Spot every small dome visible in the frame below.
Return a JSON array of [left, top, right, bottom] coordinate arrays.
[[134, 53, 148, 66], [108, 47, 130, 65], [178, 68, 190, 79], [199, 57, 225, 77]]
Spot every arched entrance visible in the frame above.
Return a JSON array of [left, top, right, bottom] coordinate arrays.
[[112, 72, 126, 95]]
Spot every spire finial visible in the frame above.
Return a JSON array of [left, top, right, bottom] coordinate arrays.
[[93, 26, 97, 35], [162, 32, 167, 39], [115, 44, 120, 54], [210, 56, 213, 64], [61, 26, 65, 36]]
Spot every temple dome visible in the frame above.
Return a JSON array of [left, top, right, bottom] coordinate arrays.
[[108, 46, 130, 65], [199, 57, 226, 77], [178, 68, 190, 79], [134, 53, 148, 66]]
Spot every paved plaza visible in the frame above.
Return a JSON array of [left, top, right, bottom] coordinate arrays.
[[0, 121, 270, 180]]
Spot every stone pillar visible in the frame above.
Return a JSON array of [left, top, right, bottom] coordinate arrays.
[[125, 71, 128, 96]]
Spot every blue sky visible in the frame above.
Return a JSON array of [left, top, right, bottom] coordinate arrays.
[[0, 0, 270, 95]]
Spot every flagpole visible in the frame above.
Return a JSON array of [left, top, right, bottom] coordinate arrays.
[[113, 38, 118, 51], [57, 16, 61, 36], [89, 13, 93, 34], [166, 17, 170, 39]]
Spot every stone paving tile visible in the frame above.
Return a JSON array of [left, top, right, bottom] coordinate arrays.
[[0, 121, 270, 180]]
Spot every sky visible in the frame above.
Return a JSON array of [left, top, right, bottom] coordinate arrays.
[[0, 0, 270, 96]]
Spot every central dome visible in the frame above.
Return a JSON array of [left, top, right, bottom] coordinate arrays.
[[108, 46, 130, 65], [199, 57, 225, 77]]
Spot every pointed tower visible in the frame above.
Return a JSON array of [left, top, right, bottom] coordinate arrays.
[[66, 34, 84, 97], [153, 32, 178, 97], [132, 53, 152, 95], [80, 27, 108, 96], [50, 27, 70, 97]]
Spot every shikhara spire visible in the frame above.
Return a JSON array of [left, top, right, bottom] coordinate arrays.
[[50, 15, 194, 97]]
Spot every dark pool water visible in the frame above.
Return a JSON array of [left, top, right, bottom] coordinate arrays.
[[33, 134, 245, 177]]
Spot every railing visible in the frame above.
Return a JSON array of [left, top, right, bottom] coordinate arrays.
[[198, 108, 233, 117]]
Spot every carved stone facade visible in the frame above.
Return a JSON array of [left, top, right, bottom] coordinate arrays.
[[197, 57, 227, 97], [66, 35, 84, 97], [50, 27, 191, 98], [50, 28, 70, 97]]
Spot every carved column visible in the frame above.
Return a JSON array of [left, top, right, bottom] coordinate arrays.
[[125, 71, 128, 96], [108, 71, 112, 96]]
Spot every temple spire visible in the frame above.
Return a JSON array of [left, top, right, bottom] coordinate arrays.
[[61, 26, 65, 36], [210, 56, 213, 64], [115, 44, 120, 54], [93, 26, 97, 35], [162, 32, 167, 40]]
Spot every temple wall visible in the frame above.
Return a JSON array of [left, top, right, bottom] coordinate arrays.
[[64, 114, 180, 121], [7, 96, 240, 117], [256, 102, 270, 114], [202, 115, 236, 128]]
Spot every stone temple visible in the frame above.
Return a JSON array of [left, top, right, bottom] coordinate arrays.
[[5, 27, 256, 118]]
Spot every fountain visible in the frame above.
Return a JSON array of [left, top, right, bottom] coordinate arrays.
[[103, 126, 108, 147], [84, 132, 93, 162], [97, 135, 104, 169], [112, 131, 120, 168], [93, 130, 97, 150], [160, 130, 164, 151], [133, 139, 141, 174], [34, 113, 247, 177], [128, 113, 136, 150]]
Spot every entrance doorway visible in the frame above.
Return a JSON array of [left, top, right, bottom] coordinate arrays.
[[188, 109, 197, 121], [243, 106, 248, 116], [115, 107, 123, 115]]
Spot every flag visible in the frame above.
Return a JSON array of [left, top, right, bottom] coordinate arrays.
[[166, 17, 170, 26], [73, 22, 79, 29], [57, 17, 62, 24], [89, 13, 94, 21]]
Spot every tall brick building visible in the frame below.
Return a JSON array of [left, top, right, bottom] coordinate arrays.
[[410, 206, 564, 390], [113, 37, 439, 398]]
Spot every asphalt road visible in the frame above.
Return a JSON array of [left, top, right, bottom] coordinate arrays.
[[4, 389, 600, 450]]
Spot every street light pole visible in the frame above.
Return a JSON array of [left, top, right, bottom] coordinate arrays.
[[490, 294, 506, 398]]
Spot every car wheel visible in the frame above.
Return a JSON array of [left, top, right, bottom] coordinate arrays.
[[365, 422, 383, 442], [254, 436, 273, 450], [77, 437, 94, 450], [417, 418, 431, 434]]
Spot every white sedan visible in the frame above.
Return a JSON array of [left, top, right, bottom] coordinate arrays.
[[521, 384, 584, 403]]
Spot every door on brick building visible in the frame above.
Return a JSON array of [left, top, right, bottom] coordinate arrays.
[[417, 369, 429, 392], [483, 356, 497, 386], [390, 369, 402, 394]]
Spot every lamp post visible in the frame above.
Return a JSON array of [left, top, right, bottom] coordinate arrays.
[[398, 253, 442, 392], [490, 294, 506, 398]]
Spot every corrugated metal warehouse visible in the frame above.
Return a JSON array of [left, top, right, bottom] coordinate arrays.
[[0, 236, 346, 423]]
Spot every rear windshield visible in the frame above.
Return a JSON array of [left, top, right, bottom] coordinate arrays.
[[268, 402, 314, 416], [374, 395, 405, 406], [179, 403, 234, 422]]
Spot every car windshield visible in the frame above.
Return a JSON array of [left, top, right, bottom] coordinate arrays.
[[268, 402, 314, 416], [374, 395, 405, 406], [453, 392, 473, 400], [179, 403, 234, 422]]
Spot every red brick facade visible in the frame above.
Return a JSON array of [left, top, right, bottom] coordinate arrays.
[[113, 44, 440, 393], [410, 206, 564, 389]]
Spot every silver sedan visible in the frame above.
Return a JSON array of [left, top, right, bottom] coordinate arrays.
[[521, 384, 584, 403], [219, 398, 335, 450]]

#####

■ **Task details**: Please retype the data word for word, from its first line through the line that contains "53, 148, 66]]", including both of those lines.

■ **Output for this exercise**:
Spot every small dome visible in the frame below.
Return a JSON array of [left, top, right, bottom] coordinate arrays.
[[134, 53, 148, 66], [108, 47, 130, 65], [178, 68, 190, 79], [199, 57, 225, 77]]
Spot every arched entrance visible in the frame above.
Return a JSON array of [left, top, right, bottom] coordinate arrays.
[[112, 72, 126, 95]]
Spot every spire finial visible in the frame above.
Return a JSON array of [left, top, right, bottom] coordinate arrays.
[[93, 26, 97, 35], [162, 32, 167, 39], [115, 44, 120, 54], [210, 56, 213, 64], [61, 26, 65, 36]]
Spot every temple dome visible in the frame above.
Return a JSON array of [left, top, right, bottom] coordinate arrays.
[[108, 46, 130, 65], [199, 57, 226, 77], [178, 68, 190, 79], [134, 53, 148, 66]]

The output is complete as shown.